- _Obiettivo 1_
Traduci in inglese questa frase del brano sulla libreria: "Partiamo dall’alto: i libri di grande formato sono insieme."
- _Obiettivo 2_
Riscrivi il brano sulla libreria tra "Nel mio mondo" e "delle strane vicinanze.", estremi inclusi, mettendo "commesse" al posto di "libraie".

- _Brano da leggere_
:::

E così, dopo varie peripezie, ho una nuova libreria. Un evento. Non tanto per la fatica che ci è voluta per metterla insieme (nonostante il gentile pubblico richieda con tale forza nuovi episodi della Ikea Experience che sarebbe disposto a pagarmi la navetta per mandarmici, non posso fare di questo blog un continuo match tra me e il colosso svedese, ma fidatevi: ci sono andato spesso, negli ultimi tempi, anche solo per comprare delle viti mancanti), quanto perché per la prima volta dopo dieci anni ho praticamente tutti i miei libri con me.
Avendo sognato questa cosa, e avendoci smadonnato sopra a lungo, ho pensato a tante cose: a che libreria comprare, a dove metterla, ma soprattutto a come ordinare i libri.
Nel mio mondo ideale e malato, seguirei l’ordine alfabetico per autore che seguo per cd e dvd (e lo so, ridete, ridete), ma per questioni di spazio è assai poco pratico. Le mie libraie preferite mi hanno caldamente suggerito che il modo migliore per sfruttare lo spazio è raggruppare i libri per formato e, quindi, per editore. Ovviamente la sistemazione è ideale, nel senso che poi le dimensioni fisiche degli scaffali mandano a quel paese ogni proposito. Ma per un po’ ci sono riuscito, creando – come effetto collaterale – delle strane vicinanze.

Partiamo dall’alto: i libri di grande formato sono insieme. Ecco quindi che Vini d’Italia 2006 dialoga da vicino con il mio libro di storia del liceo, che è tentato alla sua destra dalla Guida per l’uomo di Men’s Health – un simpatico regalo di compleanno che di per sè è un incitamento alla violenza sessuale. Più in là ci sarebbe il Dizionario storico del lessico erotico italiano, un volume interessante, ma purtroppo la Guida non sa leggere.

Lo scaffale immediatamente sotto è dedicato all’opera quasi omnia di David Lodge e da quella omnia di Bret Easton Ellis. “Ottimo lavoro, squartatore!”

:::

- _Voci elencate_
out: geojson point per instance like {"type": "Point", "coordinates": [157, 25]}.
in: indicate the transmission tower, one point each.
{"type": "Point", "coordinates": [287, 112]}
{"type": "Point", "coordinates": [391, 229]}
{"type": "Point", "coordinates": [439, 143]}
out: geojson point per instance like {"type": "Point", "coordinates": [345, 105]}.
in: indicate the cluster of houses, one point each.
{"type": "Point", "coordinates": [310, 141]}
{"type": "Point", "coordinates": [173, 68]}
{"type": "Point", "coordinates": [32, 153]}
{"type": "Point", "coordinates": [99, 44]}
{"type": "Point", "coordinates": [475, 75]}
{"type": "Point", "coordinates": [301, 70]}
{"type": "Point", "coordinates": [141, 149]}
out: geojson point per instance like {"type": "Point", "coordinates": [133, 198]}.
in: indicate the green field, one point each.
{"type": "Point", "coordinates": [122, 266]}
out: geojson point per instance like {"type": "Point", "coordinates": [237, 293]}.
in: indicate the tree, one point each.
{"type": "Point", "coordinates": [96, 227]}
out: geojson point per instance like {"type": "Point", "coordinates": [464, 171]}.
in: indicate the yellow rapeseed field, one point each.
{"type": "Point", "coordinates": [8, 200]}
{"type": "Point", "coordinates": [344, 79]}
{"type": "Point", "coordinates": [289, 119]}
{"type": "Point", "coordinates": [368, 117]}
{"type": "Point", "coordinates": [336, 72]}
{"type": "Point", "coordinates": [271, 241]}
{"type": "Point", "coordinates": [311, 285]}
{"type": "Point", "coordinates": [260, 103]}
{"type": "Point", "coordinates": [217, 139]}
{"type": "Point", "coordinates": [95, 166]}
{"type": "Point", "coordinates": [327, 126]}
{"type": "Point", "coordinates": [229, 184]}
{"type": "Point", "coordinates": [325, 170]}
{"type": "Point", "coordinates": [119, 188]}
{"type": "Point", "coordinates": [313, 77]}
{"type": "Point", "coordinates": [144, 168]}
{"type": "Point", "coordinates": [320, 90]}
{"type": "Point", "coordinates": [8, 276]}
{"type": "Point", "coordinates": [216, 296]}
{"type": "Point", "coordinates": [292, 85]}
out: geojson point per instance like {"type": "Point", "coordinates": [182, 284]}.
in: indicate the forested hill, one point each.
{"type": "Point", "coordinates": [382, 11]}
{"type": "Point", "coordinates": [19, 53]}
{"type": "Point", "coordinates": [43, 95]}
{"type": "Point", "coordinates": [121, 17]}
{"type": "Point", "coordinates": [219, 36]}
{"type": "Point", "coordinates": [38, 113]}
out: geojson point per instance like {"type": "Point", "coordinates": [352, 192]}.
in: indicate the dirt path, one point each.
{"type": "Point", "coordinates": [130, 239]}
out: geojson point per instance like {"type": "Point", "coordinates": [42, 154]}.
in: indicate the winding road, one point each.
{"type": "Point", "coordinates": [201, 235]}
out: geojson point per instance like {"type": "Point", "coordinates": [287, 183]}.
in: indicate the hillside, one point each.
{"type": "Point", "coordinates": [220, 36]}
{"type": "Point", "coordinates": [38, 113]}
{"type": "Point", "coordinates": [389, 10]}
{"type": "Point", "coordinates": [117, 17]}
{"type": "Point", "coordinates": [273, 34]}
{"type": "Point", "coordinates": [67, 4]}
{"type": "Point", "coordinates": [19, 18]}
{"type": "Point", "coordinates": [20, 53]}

:::

- _Risposta svolta 1_
Let's start from the top: the large-format books are together.

- _Risposta svolta 2_
Nel mio mondo ideale e malato, seguirei l’ordine alfabetico per autore che seguo per cd e dvd (e lo so, ridete, ridete), ma per questioni di spazio è assai poco pratico. Le mie commesse preferite mi hanno caldamente suggerito che il modo migliore per sfruttare lo spazio è raggruppare i libri per formato e, quindi, per editore. Ovviamente la sistemazione è ideale, nel senso che poi le dimensioni fisiche degli scaffali mandano a quel paese ogni proposito. Ma per un po’ ci sono riuscito, creando – come effetto collaterale – delle strane vicinanze.